# [TASK TO COMPLETE]
Reproduce the records exactly.

#### SUPPLIED MATERIAL

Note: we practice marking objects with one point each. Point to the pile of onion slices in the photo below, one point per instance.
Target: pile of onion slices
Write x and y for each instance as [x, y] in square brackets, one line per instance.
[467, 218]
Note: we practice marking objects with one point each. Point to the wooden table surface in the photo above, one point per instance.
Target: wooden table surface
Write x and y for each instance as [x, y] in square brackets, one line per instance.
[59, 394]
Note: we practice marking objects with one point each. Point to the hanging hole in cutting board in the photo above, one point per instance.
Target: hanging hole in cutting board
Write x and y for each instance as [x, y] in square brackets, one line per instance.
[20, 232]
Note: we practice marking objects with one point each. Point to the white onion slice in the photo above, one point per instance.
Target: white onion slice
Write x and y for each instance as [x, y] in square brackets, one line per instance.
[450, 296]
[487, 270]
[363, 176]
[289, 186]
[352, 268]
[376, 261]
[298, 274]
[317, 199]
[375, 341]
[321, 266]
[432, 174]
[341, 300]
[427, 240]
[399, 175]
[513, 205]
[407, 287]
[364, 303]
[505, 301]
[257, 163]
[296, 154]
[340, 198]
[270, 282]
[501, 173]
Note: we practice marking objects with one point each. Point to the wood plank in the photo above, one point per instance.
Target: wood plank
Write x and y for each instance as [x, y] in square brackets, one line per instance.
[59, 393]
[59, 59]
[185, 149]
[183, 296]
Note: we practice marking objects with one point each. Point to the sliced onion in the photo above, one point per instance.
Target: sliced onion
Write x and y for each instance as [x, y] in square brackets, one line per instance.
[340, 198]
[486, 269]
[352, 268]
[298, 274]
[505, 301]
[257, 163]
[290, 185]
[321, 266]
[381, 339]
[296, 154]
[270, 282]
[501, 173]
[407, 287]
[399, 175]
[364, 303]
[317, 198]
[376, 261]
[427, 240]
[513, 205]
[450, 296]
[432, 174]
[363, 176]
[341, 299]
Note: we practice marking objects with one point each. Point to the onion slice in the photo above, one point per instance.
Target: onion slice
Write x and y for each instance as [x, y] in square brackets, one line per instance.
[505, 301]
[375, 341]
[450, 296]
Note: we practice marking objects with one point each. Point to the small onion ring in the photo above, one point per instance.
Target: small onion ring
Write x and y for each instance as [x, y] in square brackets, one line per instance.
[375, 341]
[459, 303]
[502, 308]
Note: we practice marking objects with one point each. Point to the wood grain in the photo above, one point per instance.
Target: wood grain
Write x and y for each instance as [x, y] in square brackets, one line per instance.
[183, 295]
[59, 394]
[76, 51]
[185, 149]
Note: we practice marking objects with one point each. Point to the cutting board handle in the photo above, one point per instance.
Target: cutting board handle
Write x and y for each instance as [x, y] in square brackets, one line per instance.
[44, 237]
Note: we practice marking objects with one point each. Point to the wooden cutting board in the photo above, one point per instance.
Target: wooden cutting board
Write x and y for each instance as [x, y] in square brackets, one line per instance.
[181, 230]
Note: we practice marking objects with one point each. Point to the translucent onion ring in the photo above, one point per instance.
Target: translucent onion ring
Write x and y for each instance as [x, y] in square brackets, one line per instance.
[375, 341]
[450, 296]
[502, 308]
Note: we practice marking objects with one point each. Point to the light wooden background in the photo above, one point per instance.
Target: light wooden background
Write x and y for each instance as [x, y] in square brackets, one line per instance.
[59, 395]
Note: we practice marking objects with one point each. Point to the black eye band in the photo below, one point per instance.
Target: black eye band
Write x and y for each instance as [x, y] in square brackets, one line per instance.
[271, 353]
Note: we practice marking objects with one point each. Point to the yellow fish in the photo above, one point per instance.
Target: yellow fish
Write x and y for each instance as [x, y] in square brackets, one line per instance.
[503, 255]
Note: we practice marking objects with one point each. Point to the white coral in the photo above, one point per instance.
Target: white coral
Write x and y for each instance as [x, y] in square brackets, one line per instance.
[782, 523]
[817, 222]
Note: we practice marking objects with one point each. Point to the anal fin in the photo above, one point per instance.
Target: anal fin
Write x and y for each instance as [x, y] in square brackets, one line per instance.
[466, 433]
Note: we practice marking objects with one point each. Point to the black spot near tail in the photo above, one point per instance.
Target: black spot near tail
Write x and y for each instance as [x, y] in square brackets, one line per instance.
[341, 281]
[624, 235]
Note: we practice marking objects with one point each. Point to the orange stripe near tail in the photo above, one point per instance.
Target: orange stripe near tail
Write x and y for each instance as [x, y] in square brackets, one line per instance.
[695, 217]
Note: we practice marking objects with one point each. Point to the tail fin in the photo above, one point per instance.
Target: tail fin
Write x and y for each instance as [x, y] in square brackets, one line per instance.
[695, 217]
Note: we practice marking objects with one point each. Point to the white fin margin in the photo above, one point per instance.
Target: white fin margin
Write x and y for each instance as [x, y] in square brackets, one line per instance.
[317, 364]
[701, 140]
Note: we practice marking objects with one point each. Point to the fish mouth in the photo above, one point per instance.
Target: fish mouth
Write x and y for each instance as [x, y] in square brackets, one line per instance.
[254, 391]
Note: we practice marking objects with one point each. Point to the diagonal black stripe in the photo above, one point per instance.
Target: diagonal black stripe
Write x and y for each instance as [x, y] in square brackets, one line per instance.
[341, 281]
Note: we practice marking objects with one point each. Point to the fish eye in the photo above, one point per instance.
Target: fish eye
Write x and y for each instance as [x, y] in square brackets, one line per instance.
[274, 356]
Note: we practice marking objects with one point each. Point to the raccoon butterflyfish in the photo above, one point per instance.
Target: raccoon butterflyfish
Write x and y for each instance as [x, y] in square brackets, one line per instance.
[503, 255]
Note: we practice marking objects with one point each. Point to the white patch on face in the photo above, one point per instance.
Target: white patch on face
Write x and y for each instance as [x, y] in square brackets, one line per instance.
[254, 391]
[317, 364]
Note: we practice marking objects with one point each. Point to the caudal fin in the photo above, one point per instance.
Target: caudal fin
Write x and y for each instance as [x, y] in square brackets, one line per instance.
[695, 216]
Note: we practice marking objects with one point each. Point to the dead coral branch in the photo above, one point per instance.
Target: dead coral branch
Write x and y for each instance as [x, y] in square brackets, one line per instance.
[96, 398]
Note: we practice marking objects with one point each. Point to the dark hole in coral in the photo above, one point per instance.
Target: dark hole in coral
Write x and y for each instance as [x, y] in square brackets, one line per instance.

########

# [FULL RESPONSE]
Note: we practice marking objects with one point each. Point to the pile of onion slices in the photo below, one point per instance.
Target: pile of onion slices
Write x and y for each instance as [x, y] in square brackets, one line per instance.
[467, 218]
Note: we practice marking objects with one point each. Point to the wooden table surface in the photo above, one point per instance.
Target: wooden table surface
Write x and y for each instance as [x, y] in square brackets, one line per instance.
[59, 394]
Note: we practice marking objects with one point each. Point to the hanging hole in cutting board in the photo above, one point per instance.
Target: hanging hole in cutting board
Write x and y for each instance as [x, y] in square brackets, one line per instance.
[20, 232]
Note: we practice marking objects with one point each. Point to the white onion slice in the photo above, one point per instance.
Target: white onion slice
Write x and y for each instance as [x, y] in square brackets, one line per instance.
[450, 296]
[487, 270]
[363, 176]
[289, 186]
[352, 268]
[376, 261]
[298, 274]
[317, 199]
[375, 341]
[321, 266]
[432, 174]
[341, 300]
[427, 240]
[399, 175]
[513, 205]
[407, 287]
[364, 303]
[505, 301]
[257, 163]
[296, 154]
[340, 198]
[270, 282]
[501, 173]
Note: we practice marking objects with one point each. Point to the wood plank in the photo above, one point per instance.
Target: wood plank
Write x and y for each instance as [x, y] in square brackets, one line per instance.
[59, 393]
[59, 59]
[185, 149]
[183, 296]
Note: we practice marking objects with one point each. Point to the sliced onion in the photo above, one point per instance.
Target: sliced onion
Write x and y for each instance as [x, y] in square brackets, one line per instance.
[340, 198]
[486, 269]
[352, 268]
[298, 274]
[505, 301]
[257, 163]
[290, 185]
[321, 266]
[381, 339]
[296, 154]
[270, 282]
[501, 173]
[407, 287]
[399, 175]
[364, 303]
[317, 198]
[376, 261]
[427, 240]
[513, 205]
[450, 296]
[432, 174]
[363, 176]
[341, 299]
Note: we practice marking objects with one point each. Point to the onion slice in the photo above, one point per instance.
Target: onion slice
Write x and y for each instance as [x, y] in square brackets, one line per instance.
[505, 301]
[375, 341]
[450, 296]
Note: we practice marking objects with one point each. Point to the small onion ring in the photo above, one point per instance.
Target: small onion ring
Write x and y for each instance as [x, y] in square brackets, one line per instance.
[375, 341]
[459, 303]
[502, 308]
Note: we practice marking objects with one point each. Point to the wood grain in the photo above, one point per instance.
Target: wood grain
Write x and y for each instance as [x, y] in square brackets, one line per instance.
[183, 295]
[59, 394]
[76, 51]
[185, 149]
Note: we practice marking objects with one point each. Point to the cutting board handle in the photo above, one point per instance.
Target: cutting board handle
Write x and y for each instance as [x, y] in square brackets, one line per instance.
[44, 237]
Note: we practice marking objects with one point each. Point to the wooden cutting board in the photo above, one point per instance.
Target: wooden cutting board
Write x and y for each instance as [x, y] in square brackets, one line per instance.
[181, 230]
Note: we practice marking objects with one point each. Point to the translucent onion ring in the photo above, one point per instance.
Target: translucent onion ring
Write x and y for each instance as [x, y] in square brackets, one line per instance.
[375, 341]
[450, 296]
[502, 308]
Note: we practice marking objects with one point each. Point to the light wooden background in the photo above, one point per instance.
Target: light wooden background
Write x and y for each instance as [x, y] in square brackets, one line per instance.
[59, 395]
Note: we practice marking objects with one point each. Point to the black eye band in the photo below, one point per instance.
Target: black eye band
Write x and y for each instance as [x, y] in square brackets, one line per instance.
[271, 353]
Note: we practice marking objects with one point each. Point to the yellow fish in the photo above, one point per instance.
Target: yellow fish
Write x and y for each instance as [x, y] in square brackets, one line per instance.
[503, 255]
Note: we practice marking objects with one point each. Point to the white coral in the photo above, one point per instance.
Target: white coral
Write x and y for each instance as [x, y] in square brackets, one line per instance.
[782, 523]
[817, 222]
Note: we practice marking objects with one point each. Point to the anal fin in the photo above, one point per instance.
Target: anal fin
Write x and y for each instance as [x, y] in square brackets, one line per instance.
[466, 433]
Note: we practice marking objects with one point each. Point to the black spot near tail in the photo above, one point per instance.
Target: black spot near tail
Write x and y for each instance as [x, y] in square brackets, one line per instance.
[341, 281]
[624, 235]
Note: we practice marking objects with one point each. Point to the orange stripe near tail in the photo above, one point per instance.
Target: orange stripe near tail
Write x and y for each instance as [x, y] in square brackets, one line per instance.
[695, 217]
Note: we practice marking objects with one point each. Point to the tail fin in the photo above, one point per instance.
Target: tail fin
Write x and y for each instance as [x, y] in square brackets, one line per instance.
[695, 217]
Note: we practice marking objects with one point each. Point to the white fin margin in the photo above, one point per instance.
Target: white fin margin
Write x and y for each instance as [x, y] in square brackets, one line per instance.
[317, 364]
[701, 140]
Note: we practice marking objects with one point each. Point to the fish mouth in the photo above, one point per instance.
Target: fish mouth
Write x and y for each instance as [x, y] in square brackets, one line per instance.
[254, 391]
Note: we practice marking objects with one point each. Point to the diagonal black stripe in the photo above, one point per instance.
Target: diagonal black stripe
Write x and y for each instance as [x, y] in square brackets, one line per instance.
[341, 281]
Note: we practice marking objects with one point each. Point to the fish eye in the photo above, one point per instance.
Target: fish eye
Write x and y for each instance as [x, y] in square brackets, one line per instance.
[274, 356]
Note: we practice marking objects with one point each. Point to the raccoon butterflyfish in the photo above, one point per instance.
Target: raccoon butterflyfish
Write x and y for each instance as [x, y] in square brackets, one line per instance.
[503, 255]
Note: we practice marking objects with one point each. Point to the white patch on face in the photo above, one point per instance.
Target: white patch on face
Write x and y for each instance as [x, y] in square brackets, one line per instance.
[254, 391]
[317, 364]
Note: we practice marking objects with one point each. Point to the caudal fin in the photo above, one point per instance.
Target: caudal fin
Write x and y for each instance as [x, y] in square brackets, one line per instance.
[695, 216]
Note: we practice marking objects with one point each. Point to the dead coral branch in the photo above, one point per instance.
Target: dead coral branch
Write x and y for each instance as [x, y] in square brackets, one line per instance.
[96, 398]
Note: we practice marking objects with one point each. Point to the dark hole in coral in the photo above, one point per instance.
Target: dark hole in coral
Write x and y for each instance as [x, y] in square brackets, one line per instance.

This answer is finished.